▶ [COMPLETE THE FOLLOWING]
1. List every abbreviation used in the article on the photoacoustic endoscope.
2. Please rewrite the article on the photoacoustic endoscope starting with "The work builds" and going on through "image a sample.", with "MMF" changed to "multimode fiber".
3. Write the next part of the article on the photoacoustic endoscope, picking up after its final sentence.

▶ [EXTRACT TO READ]
29 Sep 2020
CNRS project incorporates wavefront shaping and could allow new images of brain function.
Developed by a team lead by Emmanuel Bossy at Grenoble's Laboratoire Interdisciplinaire de Physique, associated with French research institute CNRS, the device may ultimately enable blood dynamics to be measured at the same time as neuronal activity.Reported in Biomedical Optics Express, the breakthrough hinges on the use of a multimode optical fiber (MMF), allowing the construction of a thinner and less invasive ultrathin endoscope instrument than existing endoscopic PA platforms.
"Combining these imaging modalities could improve our understanding of the brain's structure and behavior in specific conditions, such as after treatment with a targeted drug," said Bossy. "The endoscope’s small size helps minimize damage to tissue when inserting it into the brains of small animals for imaging."
The work builds on previous research into ultrathin photoacoustic endoscopes and the potential addition of fluorescence imaging, in which a MMF for light excitation and a fiber ultrasound sensor for acoustic detection were combined in the one platform.
In that earlier research, the signal to noise ratio proved to be unacceptable, and the method required a large number of laser pulses to be averaged for each image. The new work aimed to tackle both these issues.
The project employed wavefront shaping to focus the excitation laser at the distal tip of the MMF, enhancing the power density by several orders of magnitude, according to the team's published paper. The focused laser can then be raster-scanned to image a sample.
"The focused spot of light allows us to build the image pixel by pixel while also increasing the strength of fluorescence and photoacoustic signals because it concentrates the light at the focal spot," explained Bossy. "This concentrated light combined with a sensitive detector made it possible to obtain images using only one laser pulse per pixel, whereas commercial fiber-optic acoustic sensors would have required many laser pulses."
Fast photoacoustic endoscopy
The project's new sensitive detector was another key element, improving on the performance of components employed in previous platforms and enhancing the PA functionality of the device.

▶ [RECORDS PROVIDED]
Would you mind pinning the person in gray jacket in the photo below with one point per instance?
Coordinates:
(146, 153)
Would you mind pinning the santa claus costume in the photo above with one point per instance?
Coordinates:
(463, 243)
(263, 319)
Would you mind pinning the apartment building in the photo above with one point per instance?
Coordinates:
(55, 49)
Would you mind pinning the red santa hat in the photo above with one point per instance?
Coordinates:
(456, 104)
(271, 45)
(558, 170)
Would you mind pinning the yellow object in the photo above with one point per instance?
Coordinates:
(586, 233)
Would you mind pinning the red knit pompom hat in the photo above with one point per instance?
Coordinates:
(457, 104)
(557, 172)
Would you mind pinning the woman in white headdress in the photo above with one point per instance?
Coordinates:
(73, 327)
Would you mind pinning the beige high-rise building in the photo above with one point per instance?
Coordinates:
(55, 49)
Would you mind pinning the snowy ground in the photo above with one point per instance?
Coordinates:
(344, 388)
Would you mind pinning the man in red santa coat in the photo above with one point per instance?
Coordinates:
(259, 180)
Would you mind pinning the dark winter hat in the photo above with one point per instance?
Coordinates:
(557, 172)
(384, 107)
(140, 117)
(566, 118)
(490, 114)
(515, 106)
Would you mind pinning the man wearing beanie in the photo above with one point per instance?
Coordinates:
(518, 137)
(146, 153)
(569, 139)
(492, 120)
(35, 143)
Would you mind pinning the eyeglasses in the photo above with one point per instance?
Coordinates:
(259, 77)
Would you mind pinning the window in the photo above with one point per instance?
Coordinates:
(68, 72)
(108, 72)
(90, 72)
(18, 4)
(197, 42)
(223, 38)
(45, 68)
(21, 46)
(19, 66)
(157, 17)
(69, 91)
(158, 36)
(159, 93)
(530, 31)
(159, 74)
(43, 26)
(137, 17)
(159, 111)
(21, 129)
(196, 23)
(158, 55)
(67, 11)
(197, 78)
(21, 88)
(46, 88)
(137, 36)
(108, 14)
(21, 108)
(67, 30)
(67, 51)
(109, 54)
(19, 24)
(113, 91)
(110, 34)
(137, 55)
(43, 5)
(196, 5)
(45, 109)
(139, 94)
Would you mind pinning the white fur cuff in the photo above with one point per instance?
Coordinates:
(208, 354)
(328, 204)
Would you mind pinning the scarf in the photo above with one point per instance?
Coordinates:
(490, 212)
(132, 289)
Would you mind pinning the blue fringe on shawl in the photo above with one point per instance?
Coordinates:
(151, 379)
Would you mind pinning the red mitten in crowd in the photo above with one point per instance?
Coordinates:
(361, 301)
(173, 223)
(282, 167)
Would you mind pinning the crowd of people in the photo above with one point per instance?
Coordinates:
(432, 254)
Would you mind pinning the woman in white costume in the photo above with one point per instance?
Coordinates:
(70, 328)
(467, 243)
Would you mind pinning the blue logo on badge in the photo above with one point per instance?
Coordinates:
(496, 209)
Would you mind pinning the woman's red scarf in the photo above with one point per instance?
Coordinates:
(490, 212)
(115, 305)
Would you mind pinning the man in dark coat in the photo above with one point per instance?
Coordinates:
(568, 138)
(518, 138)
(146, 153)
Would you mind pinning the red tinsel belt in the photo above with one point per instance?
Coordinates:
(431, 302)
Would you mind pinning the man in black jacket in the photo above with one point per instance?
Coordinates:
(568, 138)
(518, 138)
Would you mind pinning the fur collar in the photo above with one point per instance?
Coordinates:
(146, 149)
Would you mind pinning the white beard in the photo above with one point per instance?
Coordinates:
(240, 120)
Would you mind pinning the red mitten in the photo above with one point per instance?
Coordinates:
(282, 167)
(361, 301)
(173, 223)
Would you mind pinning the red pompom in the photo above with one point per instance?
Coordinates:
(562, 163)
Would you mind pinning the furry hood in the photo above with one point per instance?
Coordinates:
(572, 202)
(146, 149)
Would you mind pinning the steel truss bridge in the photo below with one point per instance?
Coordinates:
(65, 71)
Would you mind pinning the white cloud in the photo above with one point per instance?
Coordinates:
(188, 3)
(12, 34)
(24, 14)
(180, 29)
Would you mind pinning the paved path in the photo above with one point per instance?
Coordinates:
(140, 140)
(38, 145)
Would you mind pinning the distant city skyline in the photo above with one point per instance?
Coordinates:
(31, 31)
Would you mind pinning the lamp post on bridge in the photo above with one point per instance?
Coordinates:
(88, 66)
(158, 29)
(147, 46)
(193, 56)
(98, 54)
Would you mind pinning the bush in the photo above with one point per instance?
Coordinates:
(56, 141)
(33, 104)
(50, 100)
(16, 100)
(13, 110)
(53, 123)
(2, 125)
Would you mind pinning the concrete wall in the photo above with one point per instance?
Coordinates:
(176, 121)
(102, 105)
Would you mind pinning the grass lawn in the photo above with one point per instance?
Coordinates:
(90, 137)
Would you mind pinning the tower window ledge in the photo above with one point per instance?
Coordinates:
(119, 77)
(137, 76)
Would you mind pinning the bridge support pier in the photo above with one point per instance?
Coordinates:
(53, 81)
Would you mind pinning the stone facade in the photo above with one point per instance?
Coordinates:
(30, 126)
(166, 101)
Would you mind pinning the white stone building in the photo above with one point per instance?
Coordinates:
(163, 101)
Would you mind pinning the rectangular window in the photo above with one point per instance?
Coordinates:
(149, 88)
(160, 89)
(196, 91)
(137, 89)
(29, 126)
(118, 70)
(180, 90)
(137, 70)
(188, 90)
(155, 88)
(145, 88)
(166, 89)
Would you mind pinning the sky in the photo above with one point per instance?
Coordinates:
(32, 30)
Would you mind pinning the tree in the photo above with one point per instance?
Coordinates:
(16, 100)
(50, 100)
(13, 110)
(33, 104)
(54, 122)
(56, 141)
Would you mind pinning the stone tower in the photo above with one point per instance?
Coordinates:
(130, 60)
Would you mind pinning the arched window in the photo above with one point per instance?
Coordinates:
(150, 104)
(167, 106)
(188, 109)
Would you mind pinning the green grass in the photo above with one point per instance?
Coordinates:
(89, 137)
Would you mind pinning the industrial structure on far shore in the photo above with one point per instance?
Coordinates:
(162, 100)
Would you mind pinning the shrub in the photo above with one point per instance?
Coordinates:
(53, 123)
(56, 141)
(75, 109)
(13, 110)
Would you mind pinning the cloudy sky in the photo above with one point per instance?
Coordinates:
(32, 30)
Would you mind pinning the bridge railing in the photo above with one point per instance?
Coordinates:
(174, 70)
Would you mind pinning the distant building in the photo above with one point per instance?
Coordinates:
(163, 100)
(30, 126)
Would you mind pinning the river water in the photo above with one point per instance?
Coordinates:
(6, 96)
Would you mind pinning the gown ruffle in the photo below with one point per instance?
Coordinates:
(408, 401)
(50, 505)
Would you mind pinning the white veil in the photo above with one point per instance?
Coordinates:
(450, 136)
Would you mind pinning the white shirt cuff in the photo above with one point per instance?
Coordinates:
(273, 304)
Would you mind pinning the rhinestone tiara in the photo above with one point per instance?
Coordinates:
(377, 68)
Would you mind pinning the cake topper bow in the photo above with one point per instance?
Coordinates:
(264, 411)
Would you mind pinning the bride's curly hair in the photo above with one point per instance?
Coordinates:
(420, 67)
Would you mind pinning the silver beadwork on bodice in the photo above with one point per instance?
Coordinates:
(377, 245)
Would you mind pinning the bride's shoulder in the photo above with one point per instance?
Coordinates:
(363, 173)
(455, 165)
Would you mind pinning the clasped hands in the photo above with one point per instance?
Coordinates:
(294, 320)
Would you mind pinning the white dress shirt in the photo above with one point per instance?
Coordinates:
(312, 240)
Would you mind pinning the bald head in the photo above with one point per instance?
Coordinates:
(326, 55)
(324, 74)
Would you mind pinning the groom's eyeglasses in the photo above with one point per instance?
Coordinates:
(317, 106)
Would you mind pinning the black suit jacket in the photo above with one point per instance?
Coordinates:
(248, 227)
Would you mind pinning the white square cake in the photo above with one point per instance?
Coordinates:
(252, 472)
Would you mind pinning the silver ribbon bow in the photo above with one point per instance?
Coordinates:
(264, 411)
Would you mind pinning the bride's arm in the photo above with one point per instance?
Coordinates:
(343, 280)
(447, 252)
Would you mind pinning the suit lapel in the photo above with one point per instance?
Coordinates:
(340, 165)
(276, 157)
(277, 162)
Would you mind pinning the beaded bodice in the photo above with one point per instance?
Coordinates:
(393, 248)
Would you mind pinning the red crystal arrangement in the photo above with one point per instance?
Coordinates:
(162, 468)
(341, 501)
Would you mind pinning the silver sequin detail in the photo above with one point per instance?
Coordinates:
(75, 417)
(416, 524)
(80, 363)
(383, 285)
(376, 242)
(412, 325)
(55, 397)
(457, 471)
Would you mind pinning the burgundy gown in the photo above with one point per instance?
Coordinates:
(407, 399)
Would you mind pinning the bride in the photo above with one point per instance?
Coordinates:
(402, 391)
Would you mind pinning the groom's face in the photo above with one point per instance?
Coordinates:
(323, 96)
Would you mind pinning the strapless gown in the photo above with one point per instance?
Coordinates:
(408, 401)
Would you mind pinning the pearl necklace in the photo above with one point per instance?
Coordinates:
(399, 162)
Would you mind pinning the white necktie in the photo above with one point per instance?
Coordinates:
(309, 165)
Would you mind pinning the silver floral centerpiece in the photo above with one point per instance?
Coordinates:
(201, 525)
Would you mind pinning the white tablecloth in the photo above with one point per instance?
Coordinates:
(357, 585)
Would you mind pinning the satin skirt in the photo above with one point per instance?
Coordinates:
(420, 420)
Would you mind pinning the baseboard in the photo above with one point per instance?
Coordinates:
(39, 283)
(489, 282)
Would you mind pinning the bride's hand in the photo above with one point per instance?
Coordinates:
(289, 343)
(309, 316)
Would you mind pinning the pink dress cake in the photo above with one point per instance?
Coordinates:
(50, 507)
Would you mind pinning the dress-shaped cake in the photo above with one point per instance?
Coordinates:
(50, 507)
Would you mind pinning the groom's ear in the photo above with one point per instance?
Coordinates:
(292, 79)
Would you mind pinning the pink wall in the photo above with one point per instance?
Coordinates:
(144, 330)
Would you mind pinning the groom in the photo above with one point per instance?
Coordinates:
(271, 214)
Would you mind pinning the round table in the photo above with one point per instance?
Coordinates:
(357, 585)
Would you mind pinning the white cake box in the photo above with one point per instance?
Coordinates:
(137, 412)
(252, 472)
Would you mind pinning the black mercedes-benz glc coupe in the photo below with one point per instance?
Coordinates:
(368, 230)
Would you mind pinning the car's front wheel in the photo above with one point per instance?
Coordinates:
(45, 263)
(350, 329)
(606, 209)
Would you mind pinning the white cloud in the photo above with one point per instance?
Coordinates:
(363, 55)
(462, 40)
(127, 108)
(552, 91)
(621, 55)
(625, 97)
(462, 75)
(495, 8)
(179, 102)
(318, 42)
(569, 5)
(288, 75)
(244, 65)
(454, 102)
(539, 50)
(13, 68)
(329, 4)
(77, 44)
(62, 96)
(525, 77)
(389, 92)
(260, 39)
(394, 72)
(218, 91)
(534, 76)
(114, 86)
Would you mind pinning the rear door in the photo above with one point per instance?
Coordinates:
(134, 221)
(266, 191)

▶ [RESPONSES TO THE TASKS]
1. CNRS, MMF, PA

2.
The work builds on previous research into ultrathin photoacoustic endoscopes and the potential addition of fluorescence imaging, in which a multimode fiber for light excitation and a fiber ultrasound sensor for acoustic detection were combined in the one platform.
In that earlier research, the signal to noise ratio proved to be unacceptable, and the method required a large number of laser pulses to be averaged for each image. The new work aimed to tackle both these issues.
The project employed wavefront shaping to focus the excitation laser at the distal tip of the multimode fiber, enhancing the power density by several orders of magnitude, according to the team's published paper. The focused laser can then be raster-scanned to image a sample.

3.
"We use a fiber-optic ultrasound sensor (FOS) that consists of a single-mode optical fiber containing a polymer microcavity, acting as a Fabry-Pérot interferometer, at its tip," noted the team in its BOE paper. "Such a FOS is particularly attractive for our approach as its footprint is the one of a single-mode fiber."
This novel FOS offers a much higher sensitivity and larger angular acceptance over its whole bandwidth compared to existing platforms, according to the project.
In trials, the researchers fabricated a proof-of-concept microendoscope that measured 250 by 125 microns, and used it to image fluorescent beads and blood cells ex vivo using both imaging modalities. They successfully detected multiple 1-micron fluorescent beads and individual 6-micron red blood cells using the technique.
The next steps will include enhancing the platform's acquisition speed, so as to achieve an imaging rate of a few images per second, and applying it to in vivo studies, probably starting with a rodent brain to parallel an area of study where fluorescence microscopy has been successfully applied previously.
"Combining wavefront-shaping to focus through a MMF and an ultra-sensitive FOS allows photoacoustic imaging to be performed with a single laser pulse per pixel, an important step towards fast photoacoustic endoscopy," commented the project in its paper. "In addition we show that fluorescence imaging can be performed with the exact same setup enhanced with a photomultiplier for fluorescence detection."